**Task objective:** Copy out exactly the stretch below, from the line with "Target: asphalt surface" through the line with "Target: blonde woman", both included; the pictures stay out.

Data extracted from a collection
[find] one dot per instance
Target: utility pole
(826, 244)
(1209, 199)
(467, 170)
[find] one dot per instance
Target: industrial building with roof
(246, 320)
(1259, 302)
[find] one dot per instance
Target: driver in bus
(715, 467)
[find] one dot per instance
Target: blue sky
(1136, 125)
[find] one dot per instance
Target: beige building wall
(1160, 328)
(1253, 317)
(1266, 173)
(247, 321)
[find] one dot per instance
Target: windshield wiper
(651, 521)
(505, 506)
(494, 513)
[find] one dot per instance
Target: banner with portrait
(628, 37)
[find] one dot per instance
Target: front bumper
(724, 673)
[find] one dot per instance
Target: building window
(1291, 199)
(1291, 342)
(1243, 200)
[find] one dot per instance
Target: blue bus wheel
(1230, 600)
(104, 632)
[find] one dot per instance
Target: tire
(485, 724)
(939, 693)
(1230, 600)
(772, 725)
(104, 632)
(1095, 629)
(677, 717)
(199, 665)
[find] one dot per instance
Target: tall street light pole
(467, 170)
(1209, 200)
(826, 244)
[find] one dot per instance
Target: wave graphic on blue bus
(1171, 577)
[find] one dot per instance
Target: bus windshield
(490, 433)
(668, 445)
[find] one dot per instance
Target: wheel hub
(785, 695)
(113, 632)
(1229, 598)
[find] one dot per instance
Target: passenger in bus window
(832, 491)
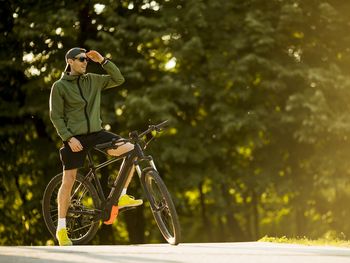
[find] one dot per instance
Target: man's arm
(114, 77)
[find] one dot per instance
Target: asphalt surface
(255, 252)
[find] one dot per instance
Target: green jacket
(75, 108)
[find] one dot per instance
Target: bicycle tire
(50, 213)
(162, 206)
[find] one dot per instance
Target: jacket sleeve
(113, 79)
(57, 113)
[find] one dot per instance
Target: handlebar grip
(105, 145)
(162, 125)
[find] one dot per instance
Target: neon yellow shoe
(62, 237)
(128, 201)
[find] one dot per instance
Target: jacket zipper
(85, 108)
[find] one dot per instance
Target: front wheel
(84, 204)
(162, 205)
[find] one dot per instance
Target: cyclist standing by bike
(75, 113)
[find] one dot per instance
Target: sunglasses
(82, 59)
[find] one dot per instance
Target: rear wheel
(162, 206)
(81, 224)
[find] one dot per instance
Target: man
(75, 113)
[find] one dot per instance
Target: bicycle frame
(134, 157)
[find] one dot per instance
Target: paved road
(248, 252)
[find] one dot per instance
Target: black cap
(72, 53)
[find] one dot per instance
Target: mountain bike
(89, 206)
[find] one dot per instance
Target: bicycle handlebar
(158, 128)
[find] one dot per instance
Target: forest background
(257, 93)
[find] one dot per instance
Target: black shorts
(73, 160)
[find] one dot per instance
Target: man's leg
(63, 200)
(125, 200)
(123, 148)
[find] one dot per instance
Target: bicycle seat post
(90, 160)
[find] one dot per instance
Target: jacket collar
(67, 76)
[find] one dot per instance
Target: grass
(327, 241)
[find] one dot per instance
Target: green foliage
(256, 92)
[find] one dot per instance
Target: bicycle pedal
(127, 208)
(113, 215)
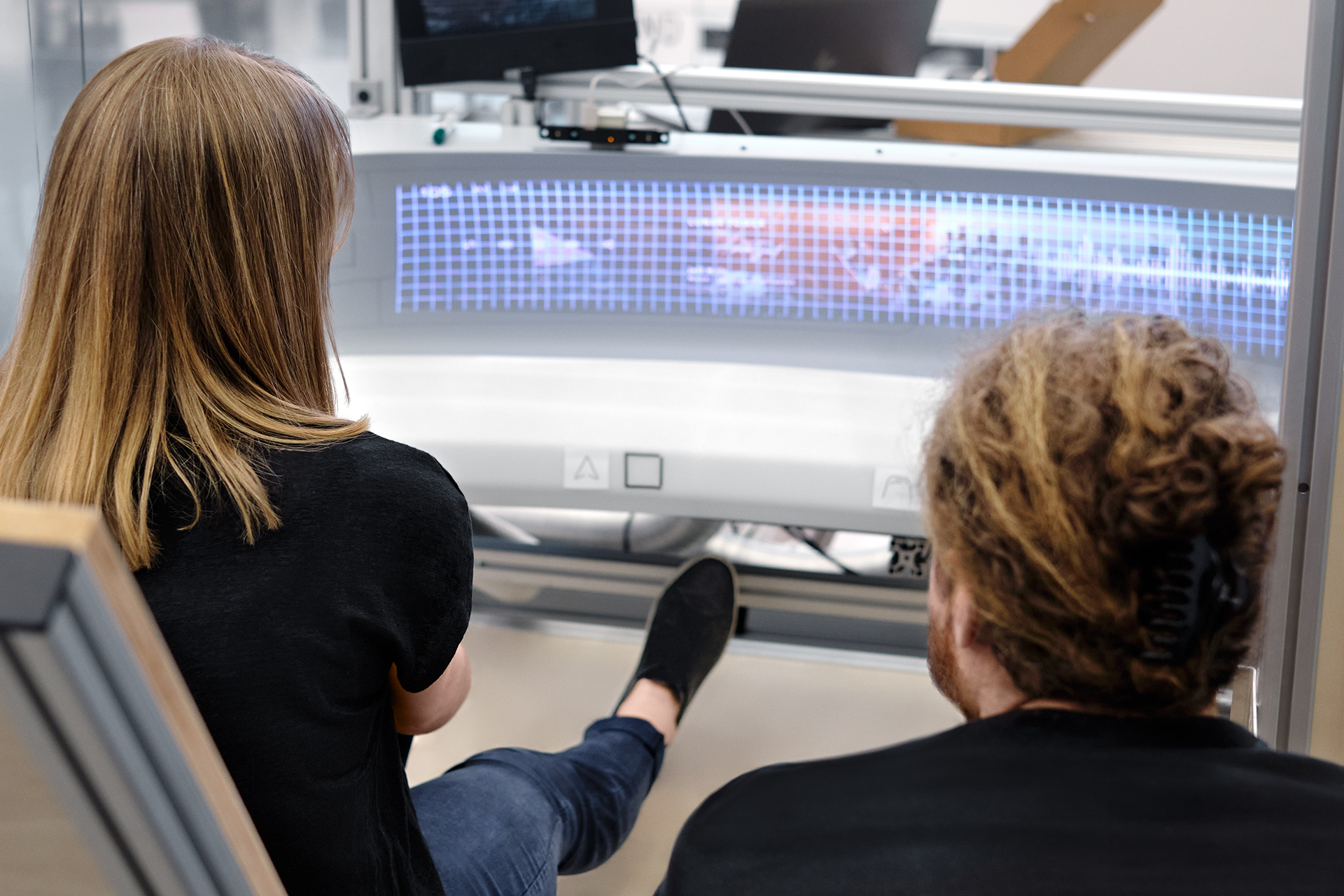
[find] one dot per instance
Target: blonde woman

...

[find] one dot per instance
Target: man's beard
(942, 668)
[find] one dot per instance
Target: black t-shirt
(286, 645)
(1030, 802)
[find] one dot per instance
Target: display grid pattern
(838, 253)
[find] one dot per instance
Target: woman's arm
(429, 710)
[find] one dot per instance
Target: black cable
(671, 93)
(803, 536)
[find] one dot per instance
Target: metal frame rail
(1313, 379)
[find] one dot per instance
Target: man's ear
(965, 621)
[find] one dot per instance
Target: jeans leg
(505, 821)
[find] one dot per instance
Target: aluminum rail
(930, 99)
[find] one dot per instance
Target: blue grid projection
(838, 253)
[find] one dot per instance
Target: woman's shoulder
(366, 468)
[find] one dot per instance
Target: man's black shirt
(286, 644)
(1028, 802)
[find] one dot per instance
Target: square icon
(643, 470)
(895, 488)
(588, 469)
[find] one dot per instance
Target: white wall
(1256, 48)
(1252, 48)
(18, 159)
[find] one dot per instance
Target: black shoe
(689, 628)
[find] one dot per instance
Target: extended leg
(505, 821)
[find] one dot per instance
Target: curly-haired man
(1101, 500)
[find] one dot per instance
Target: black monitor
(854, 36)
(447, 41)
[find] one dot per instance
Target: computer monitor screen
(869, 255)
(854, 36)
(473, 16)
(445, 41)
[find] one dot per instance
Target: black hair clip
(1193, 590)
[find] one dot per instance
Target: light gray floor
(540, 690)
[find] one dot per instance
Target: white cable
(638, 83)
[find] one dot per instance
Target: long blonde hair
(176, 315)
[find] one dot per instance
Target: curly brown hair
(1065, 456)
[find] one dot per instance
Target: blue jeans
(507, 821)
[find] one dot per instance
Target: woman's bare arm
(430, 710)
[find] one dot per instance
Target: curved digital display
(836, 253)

**Reply:**
Target: asphalt surface
(255, 252)
[find] one dot per instance
Target: green jacket
(75, 108)
[find] one dot per instance
Target: bicycle tire
(50, 213)
(162, 206)
[find] one dot per instance
Target: jacket sleeve
(113, 79)
(57, 113)
[find] one dot per instance
Target: handlebar grip
(105, 145)
(162, 125)
[find] one dot per instance
Target: neon yellow shoe
(62, 237)
(128, 201)
[find] one dot per instance
Target: jacket zipper
(85, 108)
[find] one dot per instance
Target: front wheel
(84, 204)
(162, 205)
[find] one dot per instance
Target: cyclist standing by bike
(75, 113)
[find] one dot per instance
Target: sunglasses
(82, 59)
[find] one dot per instance
Target: rear wheel
(162, 206)
(81, 224)
[find] one dot per instance
Target: man
(75, 113)
[find] one dot per instance
Target: bicycle frame
(134, 157)
[find] one dot per instance
Target: paved road
(248, 252)
[find] one dot per instance
Target: black cap
(72, 53)
[find] one dot per instance
Target: mountain bike
(89, 206)
[find] one dot per instance
Target: bicycle handlebar
(158, 128)
[find] one dot per instance
Target: forest background
(257, 93)
[find] one dot per instance
Target: black shorts
(73, 160)
[find] one dot per instance
Target: man's leg
(63, 200)
(125, 200)
(123, 148)
[find] one dot per instance
Target: bicycle seat post
(90, 160)
[find] one dot per instance
Target: jacket collar
(67, 76)
[find] one dot per instance
Target: grass
(327, 241)
[find] one dot per instance
Target: green foliage
(256, 92)
[find] one dot per instance
Target: bicycle pedal
(127, 208)
(113, 215)
[find] one dot per instance
Target: blonde woman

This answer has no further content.